=== SOURCE EXTRACT ===

Mouse is dead.
(Mouse, whose name outside the Diary/in our house was Moss.)
I had a phone call from a local vet, this afternoon, to say that a woman in a nearby street – but across the railway tracks – had found him dead in their garden. The woman brought the body in to the surgery, and they scanned the chip to get our number. Apparently there were no signs of trauma. That’s what they said. He hadn’t been hit by a car or bitten by a fox. ‘He looks very healthy,’ the woman from the vet’s said, on the phone.
But he’s dead. Lovely, wild Mouse – who I wrote about only a couple of days ago, I hope fondly – his big presence and strong tastes and ego and mainly gentle violence – an instant permanent absence – evergone.
A phonecall halfway through a Zoom meeting, which I had to leave suddenly.
I know this is coming out all confused.

=== SUPPLIED ENTRIES ===

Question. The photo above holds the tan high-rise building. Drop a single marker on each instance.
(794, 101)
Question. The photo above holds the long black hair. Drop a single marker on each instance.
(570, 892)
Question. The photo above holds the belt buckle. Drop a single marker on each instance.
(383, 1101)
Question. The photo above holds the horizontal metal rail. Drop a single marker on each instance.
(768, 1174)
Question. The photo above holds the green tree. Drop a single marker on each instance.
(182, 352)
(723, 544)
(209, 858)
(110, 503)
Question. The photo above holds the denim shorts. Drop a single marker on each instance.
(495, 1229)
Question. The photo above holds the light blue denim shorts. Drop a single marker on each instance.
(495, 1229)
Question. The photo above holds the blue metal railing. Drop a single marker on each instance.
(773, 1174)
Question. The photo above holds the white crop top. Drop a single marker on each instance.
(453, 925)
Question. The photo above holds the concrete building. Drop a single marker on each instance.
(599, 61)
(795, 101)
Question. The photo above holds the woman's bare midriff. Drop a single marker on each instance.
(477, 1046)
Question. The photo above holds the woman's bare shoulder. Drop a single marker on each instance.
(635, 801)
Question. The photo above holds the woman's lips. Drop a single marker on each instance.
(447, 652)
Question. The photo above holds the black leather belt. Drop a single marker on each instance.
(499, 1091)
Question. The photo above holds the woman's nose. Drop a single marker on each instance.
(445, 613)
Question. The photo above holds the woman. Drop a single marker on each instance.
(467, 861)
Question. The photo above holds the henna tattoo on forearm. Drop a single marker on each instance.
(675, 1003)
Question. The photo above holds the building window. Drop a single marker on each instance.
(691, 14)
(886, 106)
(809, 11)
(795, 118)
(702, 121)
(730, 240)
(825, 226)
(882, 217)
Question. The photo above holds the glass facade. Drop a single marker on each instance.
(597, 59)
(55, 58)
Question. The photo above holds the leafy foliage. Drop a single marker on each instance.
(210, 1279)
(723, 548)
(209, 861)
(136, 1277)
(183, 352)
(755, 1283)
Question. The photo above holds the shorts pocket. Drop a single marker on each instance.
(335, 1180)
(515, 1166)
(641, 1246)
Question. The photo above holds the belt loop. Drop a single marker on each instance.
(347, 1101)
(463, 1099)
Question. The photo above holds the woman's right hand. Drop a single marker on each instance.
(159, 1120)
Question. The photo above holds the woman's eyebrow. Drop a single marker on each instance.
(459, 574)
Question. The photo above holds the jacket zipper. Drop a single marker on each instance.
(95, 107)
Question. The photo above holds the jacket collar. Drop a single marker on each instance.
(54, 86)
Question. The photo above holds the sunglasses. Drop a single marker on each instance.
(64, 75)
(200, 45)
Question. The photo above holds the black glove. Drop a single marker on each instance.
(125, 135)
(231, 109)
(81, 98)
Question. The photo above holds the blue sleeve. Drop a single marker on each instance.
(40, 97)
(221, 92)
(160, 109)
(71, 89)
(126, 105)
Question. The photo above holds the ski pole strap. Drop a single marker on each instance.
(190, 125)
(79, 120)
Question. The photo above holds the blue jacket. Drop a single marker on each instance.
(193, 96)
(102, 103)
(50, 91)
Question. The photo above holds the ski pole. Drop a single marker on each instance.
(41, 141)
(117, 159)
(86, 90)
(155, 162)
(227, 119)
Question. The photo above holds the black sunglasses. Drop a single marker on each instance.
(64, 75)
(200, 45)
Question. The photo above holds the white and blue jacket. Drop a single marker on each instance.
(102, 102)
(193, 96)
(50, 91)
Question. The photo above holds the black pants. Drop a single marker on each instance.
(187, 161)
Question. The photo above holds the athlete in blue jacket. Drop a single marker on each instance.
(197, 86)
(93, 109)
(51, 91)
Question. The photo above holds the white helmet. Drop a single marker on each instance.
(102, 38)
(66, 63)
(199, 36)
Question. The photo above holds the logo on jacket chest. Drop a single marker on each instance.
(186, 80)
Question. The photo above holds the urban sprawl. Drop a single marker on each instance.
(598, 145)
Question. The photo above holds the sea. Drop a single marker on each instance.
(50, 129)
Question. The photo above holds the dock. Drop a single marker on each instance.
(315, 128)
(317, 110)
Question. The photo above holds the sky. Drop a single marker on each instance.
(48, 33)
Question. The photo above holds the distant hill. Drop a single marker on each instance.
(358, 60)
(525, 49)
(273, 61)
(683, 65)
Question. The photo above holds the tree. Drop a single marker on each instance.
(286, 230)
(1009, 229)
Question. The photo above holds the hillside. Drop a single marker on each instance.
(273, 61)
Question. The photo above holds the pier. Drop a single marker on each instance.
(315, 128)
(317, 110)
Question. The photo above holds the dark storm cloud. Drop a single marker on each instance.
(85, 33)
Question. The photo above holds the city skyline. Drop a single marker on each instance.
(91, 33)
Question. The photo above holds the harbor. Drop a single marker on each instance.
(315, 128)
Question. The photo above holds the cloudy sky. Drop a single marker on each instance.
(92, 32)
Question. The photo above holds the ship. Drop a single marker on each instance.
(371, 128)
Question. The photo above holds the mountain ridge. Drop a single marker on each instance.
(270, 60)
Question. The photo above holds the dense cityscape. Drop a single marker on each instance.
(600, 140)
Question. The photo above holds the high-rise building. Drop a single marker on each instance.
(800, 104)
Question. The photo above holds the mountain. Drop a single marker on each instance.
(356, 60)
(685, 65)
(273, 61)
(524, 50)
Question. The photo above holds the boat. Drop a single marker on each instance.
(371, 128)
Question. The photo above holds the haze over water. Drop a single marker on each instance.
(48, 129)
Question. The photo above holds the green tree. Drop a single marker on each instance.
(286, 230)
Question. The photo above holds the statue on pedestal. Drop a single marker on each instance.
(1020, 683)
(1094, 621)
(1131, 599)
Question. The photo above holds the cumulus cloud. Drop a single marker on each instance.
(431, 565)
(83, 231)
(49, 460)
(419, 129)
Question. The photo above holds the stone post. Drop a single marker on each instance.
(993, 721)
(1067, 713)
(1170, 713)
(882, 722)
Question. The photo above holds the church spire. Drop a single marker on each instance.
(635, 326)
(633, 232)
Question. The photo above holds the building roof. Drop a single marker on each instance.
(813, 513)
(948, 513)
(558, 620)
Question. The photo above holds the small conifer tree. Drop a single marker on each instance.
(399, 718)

===

AIM OF THE EXERCISE ::
In the diary entry about Mouse's death, what was Mouse's name outside the Diary?

EXERCISE OUTPUT ::
Moss